+++ Fragmento proporcionado +++
19 Tenedlo presente, hermanos míos queridos: Que cada uno sea diligente para escuchar y tardo para hablar, tardo para la ira.(St 1)

Cuando san Agustín comenta la encarnación del Verbo, destaca de María que primero concibió al Verbo en su corazón, porque escuchó con fe la Palabra de Dios. Y porque escuchó con fe, el Verbo se hizo carne en sus entrañas.

Otro pasaje del Evangelio hermoso. Cuando le dicen a Jesús que su madre y sus parientes están allí, y él responde que sus parientes son los que escuchan la palabra de Dios y la cumplen.

Cristo nos hace “su familia” sólo por escucharle. Y lo destaca por encima de la maternidad física de María. Que es un don inmenso, claro.
+++ Entradas enumeradas +++
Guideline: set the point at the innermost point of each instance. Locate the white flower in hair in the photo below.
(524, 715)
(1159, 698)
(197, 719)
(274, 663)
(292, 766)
+++
== Problemas y tareas ==
1 > Según el fragmento sobre la escucha de la Palabra, ¿qué destaca san Agustín de María al comentar la encarnación del Verbo?
2 > Escribe la continuación del fragmento sobre la escucha de la Palabra a partir de su última oración.

== Respuestas escritas ==
1 > Que primero concibió al Verbo en su corazón, porque escuchó con fe la Palabra de Dios.

2 >
Hemos venido a callar y a escuchar: nada más y nada menos. Nos podríamos preguntar: ¿es que quizás nos parece poco escuchar a Dios? ¿No vale la pena callar, entrar en el silencio para que Dios hable? Todo un Dios me habla de verdad. No es mudo. Habla Señor, que tu siervo escucha[1]. Es el Señor el que habla y el siervo el que escucha. Es el maestro el que habla y el discípulo a los pies el que escucha. Es el Padre celestial el que habla y el hijo el que escucha. A nosotros nos corresponde ser siervos, discípulos, hijos a la escucha de Dios que nos habla.

Y así entramos en otra actitud que es esencial, que es la humildad. No sé nada, y como la iniciativa la tiene Él, yo estoy a la expectativa, disponiéndome para que sea Él quien me hable. Y ahí todos tenemos un peligro: pensar que sabemos. Y eso a veces impide que Dios actúe. Porque como ya me pienso que sé, soy de los que le digo a Jesús cómo lo tengo que hacer. Y es al revés: yo no se nada. Como decía San Juan de la Cruz:

Para venir a lo que no sabes has de ir por donde no sabes.

Nada sabes, nada puedes: todo lo tiene que hacer el Señor. Y para eso, silencio y escuchar a Dios.

La experiencia común es que venimos a este mundo no sabiendo hablar, pero sí sabiendo escuchar. De todos los sentidos, el primerísimo es el oído. Los niños en el seno materno escuchan, pero no ven ni hablan.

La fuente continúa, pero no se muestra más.